• [REQUIREMENT 1]:
In the article about Lauren Gay, condense the paragraph that begins "Later on as a single mother" into a shorter version that keeps its main facts.
• [REQUIREMENT 2]:
Pick up the article about Lauren Gay where it stops, continuing after its final sentence.

• [EXCERPT PROVIDED]:
Photo Credit: Lauren Gay
The Outdoorsy Diva Wants Black Women To Get Into Adventure Travel
Texas native Lauren Gay’s first real outdoor exposure came at a camp in North Carolina. The Outdoorsy Diva went horseback riding, hiking, mountain biking, and ziplining. She wasn’t able to engage in these activities when she returned to her urban community in Dallas, but the experience made enough of an impression for her to explore more outdoor action when she left for college. Gay and her roommate set out to chase waterfalls.
“We were in northern Alabama and someone told us they had waterfalls, so we just set out to find one,” she told Travel Noire. “And once we did, man, that was it. I was just completely smitten with the beauty. I was so in awe that there was something that beautiful right here in the United States, especially in the southern United States. I had no idea. So it made me want to look up more and see more, and the more things I looked up, the more things I found.”
Later on as a single mother, Gay shared her love of everything outdoors with her son, especially visiting state parks, a relatively cheap and sometimes free excursion that not enough people in the Black community take advantage of. Now, spending time in nature and being outside is just a part of Gay’s daily life and an existence that she finds therapeutic and healing.

• [DATA PROVIDED]:

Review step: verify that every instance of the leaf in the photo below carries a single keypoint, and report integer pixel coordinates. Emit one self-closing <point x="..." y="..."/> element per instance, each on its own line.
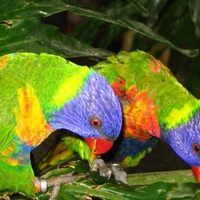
<point x="130" y="24"/>
<point x="21" y="29"/>
<point x="194" y="6"/>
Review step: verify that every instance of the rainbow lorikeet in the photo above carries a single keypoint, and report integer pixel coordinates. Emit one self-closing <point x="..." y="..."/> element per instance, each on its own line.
<point x="43" y="93"/>
<point x="155" y="106"/>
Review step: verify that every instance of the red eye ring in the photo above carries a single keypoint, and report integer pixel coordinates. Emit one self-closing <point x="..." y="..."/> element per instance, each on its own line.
<point x="196" y="148"/>
<point x="95" y="122"/>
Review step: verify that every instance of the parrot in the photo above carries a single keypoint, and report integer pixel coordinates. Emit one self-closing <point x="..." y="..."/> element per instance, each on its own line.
<point x="42" y="93"/>
<point x="155" y="106"/>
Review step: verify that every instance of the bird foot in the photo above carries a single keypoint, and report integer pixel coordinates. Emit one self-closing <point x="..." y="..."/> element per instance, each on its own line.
<point x="57" y="182"/>
<point x="105" y="171"/>
<point x="100" y="166"/>
<point x="118" y="173"/>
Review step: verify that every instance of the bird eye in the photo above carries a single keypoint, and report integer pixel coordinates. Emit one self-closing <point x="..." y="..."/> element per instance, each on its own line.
<point x="196" y="148"/>
<point x="95" y="122"/>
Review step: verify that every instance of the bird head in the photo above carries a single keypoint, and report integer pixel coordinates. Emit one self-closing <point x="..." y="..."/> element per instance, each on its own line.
<point x="185" y="141"/>
<point x="94" y="113"/>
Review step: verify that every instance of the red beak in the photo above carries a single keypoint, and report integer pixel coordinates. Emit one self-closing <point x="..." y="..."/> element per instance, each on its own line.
<point x="99" y="145"/>
<point x="196" y="172"/>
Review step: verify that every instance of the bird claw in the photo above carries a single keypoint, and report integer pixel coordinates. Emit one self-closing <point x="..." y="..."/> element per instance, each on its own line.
<point x="118" y="173"/>
<point x="105" y="171"/>
<point x="100" y="166"/>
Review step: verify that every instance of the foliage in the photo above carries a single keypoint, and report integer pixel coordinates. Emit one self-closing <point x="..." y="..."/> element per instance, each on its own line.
<point x="169" y="29"/>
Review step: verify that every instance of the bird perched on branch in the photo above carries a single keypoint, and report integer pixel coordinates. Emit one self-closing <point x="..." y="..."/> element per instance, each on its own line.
<point x="155" y="106"/>
<point x="43" y="93"/>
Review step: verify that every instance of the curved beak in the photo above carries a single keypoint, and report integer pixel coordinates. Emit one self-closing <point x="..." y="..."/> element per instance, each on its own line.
<point x="196" y="172"/>
<point x="99" y="145"/>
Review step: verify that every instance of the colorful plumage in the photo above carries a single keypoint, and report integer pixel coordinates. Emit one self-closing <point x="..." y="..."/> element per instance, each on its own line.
<point x="43" y="93"/>
<point x="155" y="106"/>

• [EXERCISE ANSWER 1]:
As a single mother, Gay shared her love of the outdoors with her son, especially through visits to state parks, which are cheap or sometimes free but underused by the Black community. Being outside is now part of her daily life, and she finds it therapeutic and healing.

• [EXERCISE ANSWER 2]:
She wants women in the Black community to have an open mind toward outdoor travel and get out of their comfort zone. Gay is an influencer who goes by the tag Outdoorsy Diva and offers coaching about all things travel and adventure. She is very intent on clearing up the misconceptions about outdoor recreation that factor into the low participation rates from Black Americans.
According to Gay, the outdoors can be tailored to suit each individual and done at their own pace. It’s not just a case of camouflage and extremes. It can even be glam.
“I took a group of women hiking in Asheville, North Carolina, and I wore my eyelashes when we went hiking and snow tubing, and a full face of makeup because I felt like it,” Gay shared. “I wanted to feel like there is no one way to do things. I had a white woman say to me on a recent camping trip in Utah, ‘Oh, you’re way too dressed up for the outdoors.’ And it’s like, what does that even mean? Who am I hurting? Who am I bothering? I was comfortable. But that’s the notion, right? That there’s only one way to do it. Oftentimes, it’s the whitewashed way that gets presented to us in the media. And it’s just not true. Black people do everything. We are not a monolith. We surf, we swim, we snorkel, we hike, we bike, we do archery, we hunt, and we ski. There’s not this one way that Black people travel.”
And Gay definitely lives up to the Outdoorsy Diva moniker. She loves snorkeling, has hiked on the Azores Islands into a volcanic crater, gone hand gliding, and swam with sharks. Still left on her bucket list are swimming with whale sharks, wing walking — yes, on the wing of a plane — getting scuba certified, and parasailing.
For those ready to engage in outdoor recreation but wondering where to start, the Outdoorsy Diva offers a few tips.
Find like-minded groups
There is strength in numbers and Gay suggests finding other beginners on online services like meetup.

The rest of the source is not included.